CONSIGNES —
Poursuivez la rédaction du texte sur la noblesse à la suite de sa dernière phrase.

TEXTE FOURNI —
........

On distingue entre la noblesse d’épée et la noblesse de robe. La première est celle qui a été acquise grâce à des prouesses d’ordre militaire. La seconde est celle qui a été conférée à des juges en conséquence de la situation occupée par eux. Beaucoup d’anoblis n’ont dû, et ne doivent leurs titres qu’à leur fortune, ou à des complaisance envers le pouvoir.

Au figuré, le mot noblesse sert à désigner le caractère de ce qui est élevé, digne, de belles manières, distingué, élégant de forme et d’allure. On dit couramment : la noblesse du cœur, de la physionomie, de la démarche, de la pensée, ou du style. Cette conception de la noblesse humaine est la seule qui soit digne d’intérêt et mérite d’être retenue ; car, en admettant que le titre dont se pare une haute lignée ait eu pour origine les vertus d’un ancêtre, celles-ci ne sont pas forcément transmissibles de père en fils et, d’autre part, de très remarquables qualités, au moral et au physique, se découvrent dans le peuple, sans que ceux qui les possèdent aient été jamais l’objet d’une distinction quelconque.

........

Données de placement de points —
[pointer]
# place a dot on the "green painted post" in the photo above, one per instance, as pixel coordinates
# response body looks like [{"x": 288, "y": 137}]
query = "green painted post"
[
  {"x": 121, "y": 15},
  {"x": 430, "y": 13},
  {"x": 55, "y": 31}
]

........

RÉPONSE RÉDIGÉE —
N’y a-t-il pas, chez les plus humbles, une noblesse dans le sacrifice sublime de la mère à son enfant, l’héroïsme des sauveteurs, l’amour du travail bien fait qui caractérise l’artisan ? Il a fallu beaucoup de noblesse d’âme chez nombre d’humains pour que le monde parvînt au degré de relative civilisation qui est celui de notre époque ; il en faudra plus encore pour que soit édifiée la Cité nouvelle. Et, pour être conforme à la séculaire volonté de puissance des précurseurs, la tâche de cette Cité devra être l’ennoblissement de l’espèce, par le développement continu de l’intelligence et du savoir, le culte de la beauté des sentiments, la recherche de la plus grande esthétique dans la constitution humaine, débarrassée, par l’eugénisme, de ses difformités, de ses laideurs et de ses tares.

Le progrès social n’est point dans le nivellement par en bas, la généralisation de la pauvreté et de ce qu’elle entraîne de déchéances, mais dans l’accession du plus grand nombre à ce qui fut seulement l’avantage de quelques-uns. — Jean Marestan.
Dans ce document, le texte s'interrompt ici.